===== EXCERPTED RECORDS
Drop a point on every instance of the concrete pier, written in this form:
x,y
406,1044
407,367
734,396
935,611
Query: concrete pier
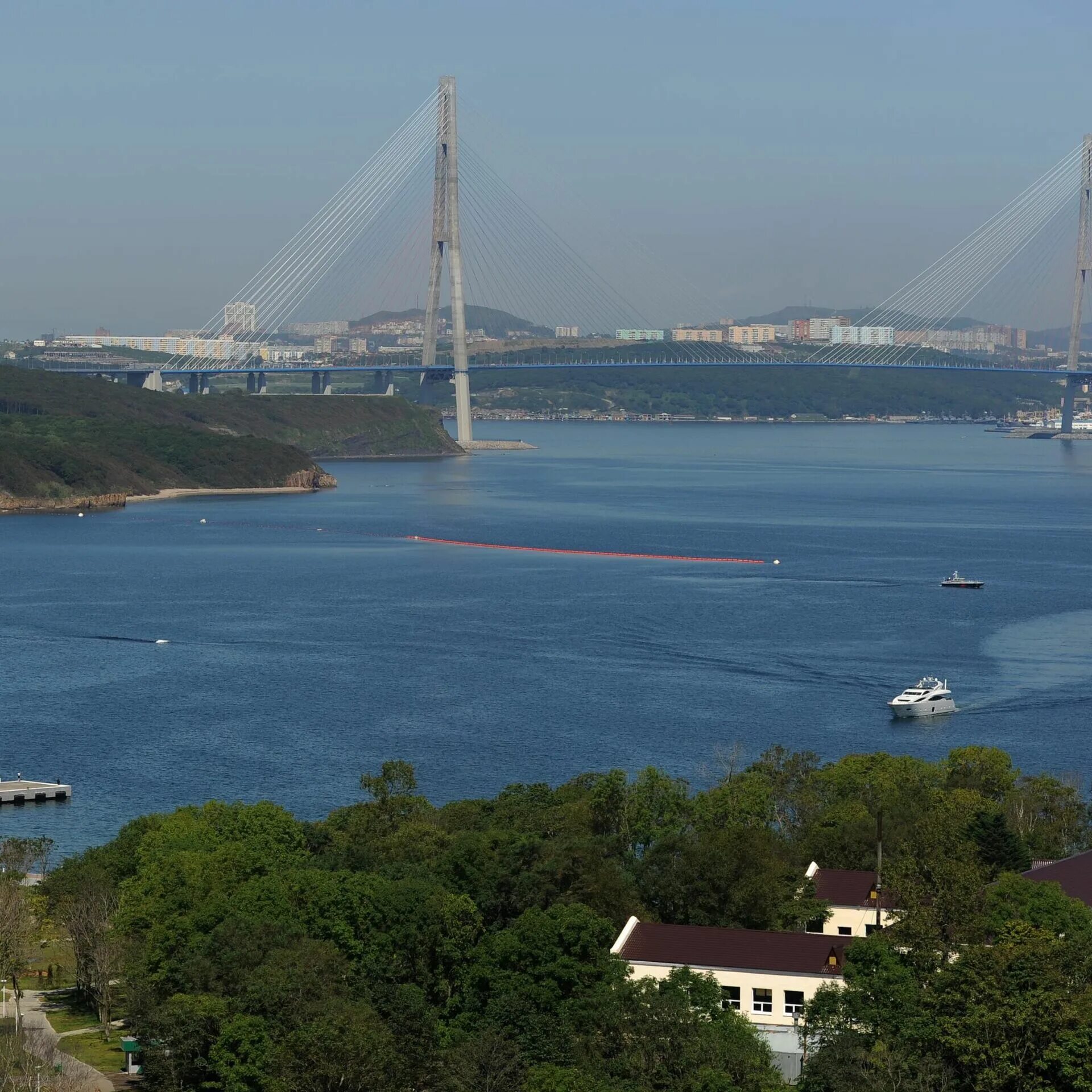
==========
TASK DESCRIPTION: Convert every line of the rows above into a Markdown table with the columns "No." and "Line," numbering each line and skipping blank ones. Leave the pictures out.

RESULT BELOW:
| No. | Line |
|---|---|
| 1 | Drop a point on every instance of the concrete pier, written in this form: |
| 2 | x,y |
| 3 | 406,1044 |
| 4 | 407,367 |
| 5 | 734,396 |
| 6 | 935,611 |
| 7 | Query: concrete pier |